■ Extract provided
· · ·

Anonymous 0 Comments

Airplane has 100 seats. Airline sells all 100 seats for $200 each. Full plane. Airline makes $20,000.

Airplane has 100 seats. Airline sells seats all 100 for $200 each. Airline sells 5 additional seats to people who really, really want on the flight (business traveler closing the big deal, someone wanting to visit grandma on her death bed) for $1,000 each.

Oh, no. We have only 100 seats but 105 passengers. Let’s wait to see if someone doesn’t show up …. time to fly 3 people didn’t check in on time, sucks to be them, we’ll stick them on the 11pm flight that routes through Atlanta.

Now, we have 102 passengers but only 100 seats. Hmmm, hey passengers! Anyone want to take the next flight in 2 hours? We’ll give you a gift certificate for $200. 2 people take the deal.

Full plane. Airline makes $24,000 – $400 gift certificates that passengers have to use on your airline. That’s $3,600 extra. They’d be crazy not to oversell.

Anonymous 0 Comments

Because if they didn’t there would *always* be empty seats on every flight. Are you ok with that? With your ticket prices being raised a little and to have fewer tickets available per flight? Because that’s the alternative.

The airlines cannot force passengers to show up.

Anonymous 0 Comments

Basically, they know a good number of passengers have to cancel due to emergencies or mistakes. They oversell to try and compensate for that, so no plane leaves partly empty.

Say you have a 100 seat flight. You know thanks to 30 years of experience that 3-9 people out of every 100 are gonna bale.

So you strategically sell 106 tickets, so that on average you have most of the seats full, so that the flight still makes enough of a profit to pay wage and fuel costs.

If everyone actually shows up (not common), and you have to reimburse some of them, oh well. The extra money you make when this does work is more than enough to compensate, and it doesn’t happen often.

· · ·

■ Collected data
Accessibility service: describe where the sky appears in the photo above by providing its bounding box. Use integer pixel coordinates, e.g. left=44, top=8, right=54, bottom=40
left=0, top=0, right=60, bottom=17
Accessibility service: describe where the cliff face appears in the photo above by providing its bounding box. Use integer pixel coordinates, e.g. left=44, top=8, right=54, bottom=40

· · ·

■ To do
Write the next part of the forum thread about why airlines oversell flights, picking up after its last sentence.

■ In response
Anonymous 0 Comments

Airlines maintain contractual obligations with government and other organizations to provide spots on flights. I keep hearing people talk about overbooking as if airlines do it based on a greed algorithm, and while that very well may also be true, an actual major source of overbooking comes from contractual obligations and internal employee movement.

With the government specifically, US government employees on TDY travel are *guaranteed* a spot on flights. The system they use allows them to book on full flights and the airline by contract has to kick off another passenger to make room. I know because I’ve done it. Sorry travelers.

Similarly the airline might need more crew members at one airport in order to allow a flight to take off. They will put those employees on full flights to shift them around to where they are needed. The cost value of canceling an entire flight because an employee wasn’t there to crew it versus the value of your piddly ticket is vastly stacked against you, even considering the vouchers they will comp you with.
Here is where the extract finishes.